[Dataset records]
Content starts

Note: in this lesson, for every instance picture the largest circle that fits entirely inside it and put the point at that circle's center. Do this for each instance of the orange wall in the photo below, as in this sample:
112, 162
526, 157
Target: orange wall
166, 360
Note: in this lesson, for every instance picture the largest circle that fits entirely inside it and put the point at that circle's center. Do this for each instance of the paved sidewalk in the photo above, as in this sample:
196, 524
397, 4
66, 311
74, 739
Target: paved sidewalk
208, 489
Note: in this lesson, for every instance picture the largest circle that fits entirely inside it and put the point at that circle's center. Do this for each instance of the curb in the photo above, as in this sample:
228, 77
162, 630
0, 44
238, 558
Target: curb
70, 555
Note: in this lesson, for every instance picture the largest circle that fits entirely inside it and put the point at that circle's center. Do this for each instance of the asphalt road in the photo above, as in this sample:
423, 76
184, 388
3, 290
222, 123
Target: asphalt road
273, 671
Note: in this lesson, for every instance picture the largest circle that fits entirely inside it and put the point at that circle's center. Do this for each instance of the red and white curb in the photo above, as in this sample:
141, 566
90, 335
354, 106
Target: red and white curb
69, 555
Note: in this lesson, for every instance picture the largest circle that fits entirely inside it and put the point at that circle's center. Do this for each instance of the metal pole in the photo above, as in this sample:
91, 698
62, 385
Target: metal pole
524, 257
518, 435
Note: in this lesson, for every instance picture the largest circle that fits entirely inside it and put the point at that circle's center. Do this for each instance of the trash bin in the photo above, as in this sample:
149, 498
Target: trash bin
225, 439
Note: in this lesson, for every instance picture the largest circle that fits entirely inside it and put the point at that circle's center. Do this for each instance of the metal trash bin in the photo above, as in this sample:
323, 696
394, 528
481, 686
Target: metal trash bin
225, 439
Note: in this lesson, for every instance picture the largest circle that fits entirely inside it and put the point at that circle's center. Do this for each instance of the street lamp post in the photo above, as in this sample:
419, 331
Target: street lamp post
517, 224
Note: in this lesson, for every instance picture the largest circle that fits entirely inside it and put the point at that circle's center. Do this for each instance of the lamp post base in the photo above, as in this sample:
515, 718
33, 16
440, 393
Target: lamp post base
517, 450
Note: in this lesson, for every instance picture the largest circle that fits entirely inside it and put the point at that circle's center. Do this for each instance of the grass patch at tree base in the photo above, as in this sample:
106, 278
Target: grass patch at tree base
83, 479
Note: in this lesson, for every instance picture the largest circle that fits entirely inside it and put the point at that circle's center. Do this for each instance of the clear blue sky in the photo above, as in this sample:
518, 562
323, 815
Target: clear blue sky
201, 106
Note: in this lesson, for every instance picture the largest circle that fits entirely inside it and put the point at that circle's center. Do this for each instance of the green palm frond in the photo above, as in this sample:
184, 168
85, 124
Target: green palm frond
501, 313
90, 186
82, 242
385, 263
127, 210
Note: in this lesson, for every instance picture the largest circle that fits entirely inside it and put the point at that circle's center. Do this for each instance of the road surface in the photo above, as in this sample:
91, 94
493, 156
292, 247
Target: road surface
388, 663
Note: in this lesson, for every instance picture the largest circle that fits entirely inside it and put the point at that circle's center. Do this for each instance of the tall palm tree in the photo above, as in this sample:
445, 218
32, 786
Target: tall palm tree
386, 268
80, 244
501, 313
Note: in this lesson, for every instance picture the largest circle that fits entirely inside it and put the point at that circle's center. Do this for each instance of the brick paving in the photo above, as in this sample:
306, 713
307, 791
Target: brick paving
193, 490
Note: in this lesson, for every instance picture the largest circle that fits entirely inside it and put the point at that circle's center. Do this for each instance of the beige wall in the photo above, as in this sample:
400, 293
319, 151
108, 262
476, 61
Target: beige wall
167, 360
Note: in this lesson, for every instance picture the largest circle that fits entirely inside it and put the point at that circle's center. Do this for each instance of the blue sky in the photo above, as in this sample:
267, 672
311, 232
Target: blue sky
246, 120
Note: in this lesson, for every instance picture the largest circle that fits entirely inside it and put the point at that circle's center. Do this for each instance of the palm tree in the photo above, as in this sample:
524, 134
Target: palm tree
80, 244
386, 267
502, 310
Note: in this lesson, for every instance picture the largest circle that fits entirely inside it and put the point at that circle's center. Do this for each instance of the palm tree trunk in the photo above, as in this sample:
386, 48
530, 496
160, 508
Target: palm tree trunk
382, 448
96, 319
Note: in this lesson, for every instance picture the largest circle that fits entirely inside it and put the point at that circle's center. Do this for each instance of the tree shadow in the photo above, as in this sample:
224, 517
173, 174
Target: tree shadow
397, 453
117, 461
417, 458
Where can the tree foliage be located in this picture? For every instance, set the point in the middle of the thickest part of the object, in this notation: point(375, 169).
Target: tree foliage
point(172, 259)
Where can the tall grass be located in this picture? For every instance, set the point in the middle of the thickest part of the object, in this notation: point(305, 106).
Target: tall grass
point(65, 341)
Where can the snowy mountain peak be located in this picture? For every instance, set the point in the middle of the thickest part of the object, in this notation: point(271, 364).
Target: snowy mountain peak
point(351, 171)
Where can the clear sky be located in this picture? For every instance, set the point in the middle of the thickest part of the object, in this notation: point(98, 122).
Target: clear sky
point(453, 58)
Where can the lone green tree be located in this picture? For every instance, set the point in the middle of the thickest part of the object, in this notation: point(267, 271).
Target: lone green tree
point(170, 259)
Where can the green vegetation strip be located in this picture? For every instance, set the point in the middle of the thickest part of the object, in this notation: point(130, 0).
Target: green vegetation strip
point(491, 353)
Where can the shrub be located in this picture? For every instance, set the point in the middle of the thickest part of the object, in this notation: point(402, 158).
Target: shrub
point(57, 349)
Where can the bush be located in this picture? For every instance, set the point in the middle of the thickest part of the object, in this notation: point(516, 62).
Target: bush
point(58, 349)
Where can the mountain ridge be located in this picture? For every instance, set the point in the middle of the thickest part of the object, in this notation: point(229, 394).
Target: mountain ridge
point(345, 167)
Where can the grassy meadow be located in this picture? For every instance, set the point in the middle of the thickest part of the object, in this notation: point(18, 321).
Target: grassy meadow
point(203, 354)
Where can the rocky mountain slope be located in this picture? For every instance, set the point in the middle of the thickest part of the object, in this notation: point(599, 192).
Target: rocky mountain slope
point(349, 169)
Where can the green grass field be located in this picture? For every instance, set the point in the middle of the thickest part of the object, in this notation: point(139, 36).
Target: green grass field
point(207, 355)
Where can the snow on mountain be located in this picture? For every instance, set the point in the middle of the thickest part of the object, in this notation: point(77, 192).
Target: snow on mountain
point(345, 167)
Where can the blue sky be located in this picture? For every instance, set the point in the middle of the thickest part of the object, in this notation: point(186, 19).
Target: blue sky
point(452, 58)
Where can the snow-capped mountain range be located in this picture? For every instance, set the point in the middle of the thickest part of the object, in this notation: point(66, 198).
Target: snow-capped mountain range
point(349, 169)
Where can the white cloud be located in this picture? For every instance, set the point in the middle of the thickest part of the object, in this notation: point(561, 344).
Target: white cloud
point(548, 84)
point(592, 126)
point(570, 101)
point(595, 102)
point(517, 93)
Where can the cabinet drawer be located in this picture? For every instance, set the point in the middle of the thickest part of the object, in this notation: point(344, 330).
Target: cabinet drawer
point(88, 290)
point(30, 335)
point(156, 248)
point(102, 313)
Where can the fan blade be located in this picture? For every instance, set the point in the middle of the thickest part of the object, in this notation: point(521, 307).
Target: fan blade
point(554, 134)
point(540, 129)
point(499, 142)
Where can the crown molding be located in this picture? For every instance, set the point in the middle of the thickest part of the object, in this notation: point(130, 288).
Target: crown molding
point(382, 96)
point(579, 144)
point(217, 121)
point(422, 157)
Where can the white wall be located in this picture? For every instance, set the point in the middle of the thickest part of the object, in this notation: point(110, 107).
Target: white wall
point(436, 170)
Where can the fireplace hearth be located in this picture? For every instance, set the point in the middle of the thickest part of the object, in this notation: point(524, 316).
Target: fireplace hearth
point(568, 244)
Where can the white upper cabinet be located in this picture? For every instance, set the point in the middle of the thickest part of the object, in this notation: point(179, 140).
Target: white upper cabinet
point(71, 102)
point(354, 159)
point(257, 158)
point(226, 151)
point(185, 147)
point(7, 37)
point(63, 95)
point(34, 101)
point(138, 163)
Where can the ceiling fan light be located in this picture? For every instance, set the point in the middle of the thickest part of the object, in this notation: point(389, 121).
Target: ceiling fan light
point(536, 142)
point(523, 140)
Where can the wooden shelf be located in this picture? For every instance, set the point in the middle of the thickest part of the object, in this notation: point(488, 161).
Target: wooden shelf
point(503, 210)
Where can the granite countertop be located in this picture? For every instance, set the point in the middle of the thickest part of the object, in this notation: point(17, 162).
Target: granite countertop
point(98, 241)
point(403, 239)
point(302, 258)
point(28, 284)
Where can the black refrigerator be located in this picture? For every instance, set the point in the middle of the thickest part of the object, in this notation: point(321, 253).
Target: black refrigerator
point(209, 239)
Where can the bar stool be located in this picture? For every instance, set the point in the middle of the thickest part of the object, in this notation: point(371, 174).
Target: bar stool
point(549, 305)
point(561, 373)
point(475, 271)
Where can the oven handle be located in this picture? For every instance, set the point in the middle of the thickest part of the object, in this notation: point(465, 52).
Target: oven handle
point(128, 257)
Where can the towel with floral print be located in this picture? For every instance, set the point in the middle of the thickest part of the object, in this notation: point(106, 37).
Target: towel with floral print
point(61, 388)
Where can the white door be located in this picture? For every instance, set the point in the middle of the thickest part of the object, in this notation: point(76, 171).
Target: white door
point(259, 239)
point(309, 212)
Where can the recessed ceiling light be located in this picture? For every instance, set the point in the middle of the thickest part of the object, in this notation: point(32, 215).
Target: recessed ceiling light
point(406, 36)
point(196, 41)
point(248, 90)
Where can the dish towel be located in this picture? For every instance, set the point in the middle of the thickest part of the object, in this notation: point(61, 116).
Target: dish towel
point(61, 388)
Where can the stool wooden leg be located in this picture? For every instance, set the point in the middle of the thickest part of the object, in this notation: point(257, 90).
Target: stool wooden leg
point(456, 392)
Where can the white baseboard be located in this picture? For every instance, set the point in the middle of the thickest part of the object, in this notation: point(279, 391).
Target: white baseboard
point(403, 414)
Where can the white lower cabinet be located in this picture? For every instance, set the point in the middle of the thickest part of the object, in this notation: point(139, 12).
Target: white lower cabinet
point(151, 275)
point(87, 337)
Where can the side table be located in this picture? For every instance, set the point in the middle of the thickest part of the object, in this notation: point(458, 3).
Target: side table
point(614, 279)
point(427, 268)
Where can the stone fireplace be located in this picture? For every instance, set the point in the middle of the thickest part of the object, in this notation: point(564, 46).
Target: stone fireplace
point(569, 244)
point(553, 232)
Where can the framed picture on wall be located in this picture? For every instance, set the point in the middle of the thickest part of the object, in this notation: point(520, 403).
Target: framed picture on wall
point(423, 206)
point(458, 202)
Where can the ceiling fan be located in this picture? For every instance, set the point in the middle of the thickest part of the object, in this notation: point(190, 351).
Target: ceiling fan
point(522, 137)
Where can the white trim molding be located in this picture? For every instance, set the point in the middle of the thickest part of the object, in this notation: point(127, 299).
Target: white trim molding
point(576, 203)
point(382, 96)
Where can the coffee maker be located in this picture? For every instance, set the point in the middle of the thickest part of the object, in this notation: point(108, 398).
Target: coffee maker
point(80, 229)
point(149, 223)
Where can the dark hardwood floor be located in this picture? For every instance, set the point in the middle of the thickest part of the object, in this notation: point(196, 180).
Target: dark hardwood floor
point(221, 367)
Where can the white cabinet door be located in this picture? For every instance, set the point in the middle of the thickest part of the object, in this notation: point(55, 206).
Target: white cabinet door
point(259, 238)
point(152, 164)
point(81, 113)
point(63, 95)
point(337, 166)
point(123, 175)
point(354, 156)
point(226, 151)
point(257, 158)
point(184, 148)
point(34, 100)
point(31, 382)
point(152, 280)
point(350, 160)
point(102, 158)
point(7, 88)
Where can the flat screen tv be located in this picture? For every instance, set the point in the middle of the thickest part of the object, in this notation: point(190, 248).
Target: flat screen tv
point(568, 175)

Content ends

— Task details —
Return, with no change at all, every line in the entries above from the line containing "Target: towel with floral print" through the line containing "Where can the stool".

— Solution to the problem —
Target: towel with floral print
point(61, 388)
Where can the white door be located in this picture? For every instance, set the point in the middle of the thickest part of the object, in this notation: point(76, 171).
Target: white door
point(259, 239)
point(309, 212)
Where can the recessed ceiling light be located in this picture? For every instance, set the point in the middle of the thickest part of the object, in this notation: point(32, 215).
Target: recessed ceiling light
point(406, 36)
point(196, 41)
point(248, 90)
Where can the dish towel be located in this picture? For every instance, set the point in the middle of the thickest part of the object, in this notation: point(61, 116).
Target: dish towel
point(61, 388)
Where can the stool wooden leg be located in this picture? For every instance, set the point in the middle of the thickest part of the object, in this notation: point(257, 90).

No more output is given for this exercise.